### Passage provided
-- -- --

Lesson 24 · Discovery / Enrichment Internals · New Subsystem

The discovery flywheel

How the graph grows itself — one address discovers the next, without a hardcoded map of DeFi. ~14 min.

Builds on: L2 · L5 · L10 Anchor: EIP-1967, Safe, ERC-4626 New: self-expansion loop New: seeders vs refreshers

DeFi has tens of thousands of contracts and no central registry. You cannot hardcode the map — it changes daily. So the indexer doesn't try. It starts from a few seeds and grows the graph by following the chain itself: every contract it enriches reveals the addresses it depends on, those get queued, and the loop repeats. That self-expanding loop is the discovery flywheel — the subsystem that turns "watch these 5 tokens" into "watch the entire dependency cone around them."

Your anchor: you already know how to "follow" a contract

Given a contract you'd instinctively poke it: is it a proxy? (read the EIP-1967 slot for the impl). Is it a Gnosis Safe? (getOwners()). Is it an ERC-4626 vault? (asset()). Each answer hands you more addresses to investigate — the impl, the signers, the underlying. Discovery is exactly that instinct, automated and run to a fixpoint.

1 · The loop

L2 gave you the node lifecycle (bare → enriched). L5 gave you the 15-stage worker. The piece those left implicit is that stage 1 and stage 15 form a cycle:

bare nodepending_enrichment=true

→

classify (RPC)proxy? safe? vault?

→

RelatedAddrsimpl, owners, underlying…

→

monitored setstage 15 propagation

⤺ each related address re-enters as a new bare node — the loop closes

The worker polls Memgraph for pending_enrichment=true nodes (a pull loop), runs the pipeline, and at the end (stage 15) adds every discovered RelatedAddrs to the monitored set. Those become new bare nodes, get polled, and the cycle continues until it reaches a fixpoint — no new addresses. The graph discovers its own boundary.

-- -- --

### Supplied information
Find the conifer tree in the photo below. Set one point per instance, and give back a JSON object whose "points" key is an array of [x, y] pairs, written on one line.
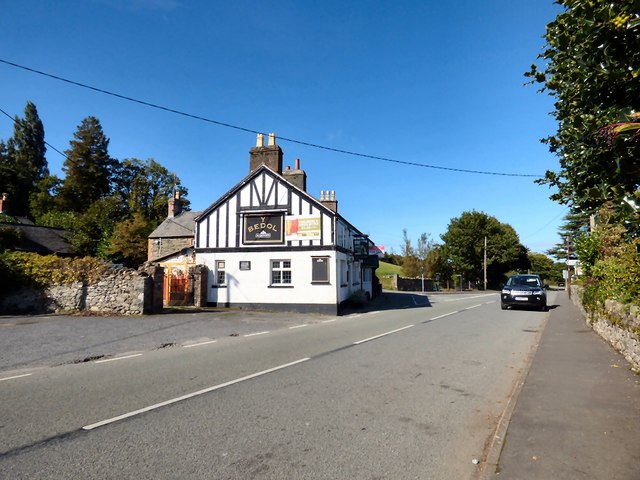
{"points": [[89, 168], [23, 164]]}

-- -- --

### Required task A
According to the lesson on the discovery flywheel, at what point does the enrichment cycle stop?
### Required task B
Return the stretch of the discovery flywheel lesson from "Your anchor: you" through "(RPC)proxy? safe? vault?".
The material comes from a source separate from the lesson.

### Full solution A
It stops when it reaches a fixpoint, where no new addresses turn up.

### Full solution B
Your anchor: you already know how to "follow" a contract

Given a contract you'd instinctively poke it: is it a proxy? (read the EIP-1967 slot for the impl). Is it a Gnosis Safe? (getOwners()). Is it an ERC-4626 vault? (asset()). Each answer hands you more addresses to investigate — the impl, the signers, the underlying. Discovery is exactly that instinct, automated and run to a fixpoint.

1 · The loop

L2 gave you the node lifecycle (bare → enriched). L5 gave you the 15-stage worker. The piece those left implicit is that stage 1 and stage 15 form a cycle:

bare nodepending_enrichment=true

→

classify (RPC)proxy? safe? vault?